• TEXTO:
# # # # # # #

Mas afinal, o que são os buracos negros? Por que o registro da primeira imagem foi tão comemorado?

Um pouco de história
Buracos negros foram imaginados pela primeira vez pelo naturalista inglês John Michell em 1783. Baseado na física de Newton, ele imaginou a existência de estrelas compactas e de massa tão densa a ponto de criar uma força gravitacional tão forte que até a luz não poderia escapar de sua ação. Naquela época, a ideia foi considerada tão absurda que foi ignorada até pouco tempo atrás.

A Teoria da Relatividade, formulada por Albert Einstein há mais de 100 anos, previa a existência de tais objetos superdensos. No entanto, nem o próprio Einstein acreditava que tal fenômeno pudesse acontecer na natureza. Mas para o assombro de todos, descobriu-se evidências da existência de buracos negros no universo.

Apesar de serem praticamente invisíveis, pode-se detectar um buraco negro pelo efeito de sua massa sobre o movimento de estrelas em uma dada região do espaço. Pode-se também detectar um buraco negro pela radiação emitida quando sua intensa atração gravitacional atrai a matéria de uma estrela companheira.

# # # # # # #

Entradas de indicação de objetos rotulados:
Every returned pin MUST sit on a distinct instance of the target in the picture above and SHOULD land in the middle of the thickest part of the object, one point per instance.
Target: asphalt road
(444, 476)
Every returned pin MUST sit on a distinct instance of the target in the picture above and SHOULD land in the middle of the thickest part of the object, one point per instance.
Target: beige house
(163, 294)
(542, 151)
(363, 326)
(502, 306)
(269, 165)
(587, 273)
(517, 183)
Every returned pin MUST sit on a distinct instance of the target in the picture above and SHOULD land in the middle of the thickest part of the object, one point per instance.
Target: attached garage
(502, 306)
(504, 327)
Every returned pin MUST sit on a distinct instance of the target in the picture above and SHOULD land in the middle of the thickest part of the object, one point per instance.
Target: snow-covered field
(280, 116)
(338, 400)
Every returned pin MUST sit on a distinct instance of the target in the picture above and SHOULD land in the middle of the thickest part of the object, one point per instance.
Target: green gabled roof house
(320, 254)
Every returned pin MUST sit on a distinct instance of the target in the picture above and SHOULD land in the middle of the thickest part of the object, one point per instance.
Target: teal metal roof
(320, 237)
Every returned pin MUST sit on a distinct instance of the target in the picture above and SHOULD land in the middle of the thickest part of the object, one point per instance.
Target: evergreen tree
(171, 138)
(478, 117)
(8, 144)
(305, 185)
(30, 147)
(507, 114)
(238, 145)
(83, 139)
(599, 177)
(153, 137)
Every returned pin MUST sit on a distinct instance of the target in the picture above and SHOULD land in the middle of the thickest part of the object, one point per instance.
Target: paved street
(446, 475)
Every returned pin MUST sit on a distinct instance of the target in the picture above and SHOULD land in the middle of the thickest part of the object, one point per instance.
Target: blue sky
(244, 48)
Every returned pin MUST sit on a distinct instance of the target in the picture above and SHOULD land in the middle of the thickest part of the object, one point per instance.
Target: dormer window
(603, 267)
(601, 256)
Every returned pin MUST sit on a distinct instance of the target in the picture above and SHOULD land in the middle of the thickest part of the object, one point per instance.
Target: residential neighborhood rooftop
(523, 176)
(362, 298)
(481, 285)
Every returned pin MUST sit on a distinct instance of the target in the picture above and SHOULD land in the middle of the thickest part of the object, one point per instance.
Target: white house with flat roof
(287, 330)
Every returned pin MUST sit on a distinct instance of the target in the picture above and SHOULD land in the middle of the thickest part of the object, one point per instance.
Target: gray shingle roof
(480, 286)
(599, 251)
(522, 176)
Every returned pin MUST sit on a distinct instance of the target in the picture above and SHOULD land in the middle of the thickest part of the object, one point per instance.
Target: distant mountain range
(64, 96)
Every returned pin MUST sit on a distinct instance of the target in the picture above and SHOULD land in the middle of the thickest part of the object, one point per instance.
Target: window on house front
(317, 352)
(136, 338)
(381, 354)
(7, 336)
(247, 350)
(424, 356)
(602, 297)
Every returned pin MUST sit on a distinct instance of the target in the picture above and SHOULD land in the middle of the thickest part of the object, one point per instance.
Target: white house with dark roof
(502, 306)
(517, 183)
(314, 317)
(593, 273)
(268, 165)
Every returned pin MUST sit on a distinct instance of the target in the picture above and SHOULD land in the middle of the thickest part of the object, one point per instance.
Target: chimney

# # # # # # #

Transcreva na íntegra, sem qualquer alteração, o texto sobre buracos negros. Utilize somente o texto como base.

Mas afinal, o que são os buracos negros? Por que o registro da primeira imagem foi tão comemorado?

Um pouco de história
Buracos negros foram imaginados pela primeira vez pelo naturalista inglês John Michell em 1783. Baseado na física de Newton, ele imaginou a existência de estrelas compactas e de massa tão densa a ponto de criar uma força gravitacional tão forte que até a luz não poderia escapar de sua ação. Naquela época, a ideia foi considerada tão absurda que foi ignorada até pouco tempo atrás.

A Teoria da Relatividade, formulada por Albert Einstein há mais de 100 anos, previa a existência de tais objetos superdensos. No entanto, nem o próprio Einstein acreditava que tal fenômeno pudesse acontecer na natureza. Mas para o assombro de todos, descobriu-se evidências da existência de buracos negros no universo.

Apesar de serem praticamente invisíveis, pode-se detectar um buraco negro pelo efeito de sua massa sobre o movimento de estrelas em uma dada região do espaço. Pode-se também detectar um buraco negro pela radiação emitida quando sua intensa atração gravitacional atrai a matéria de uma estrela companheira.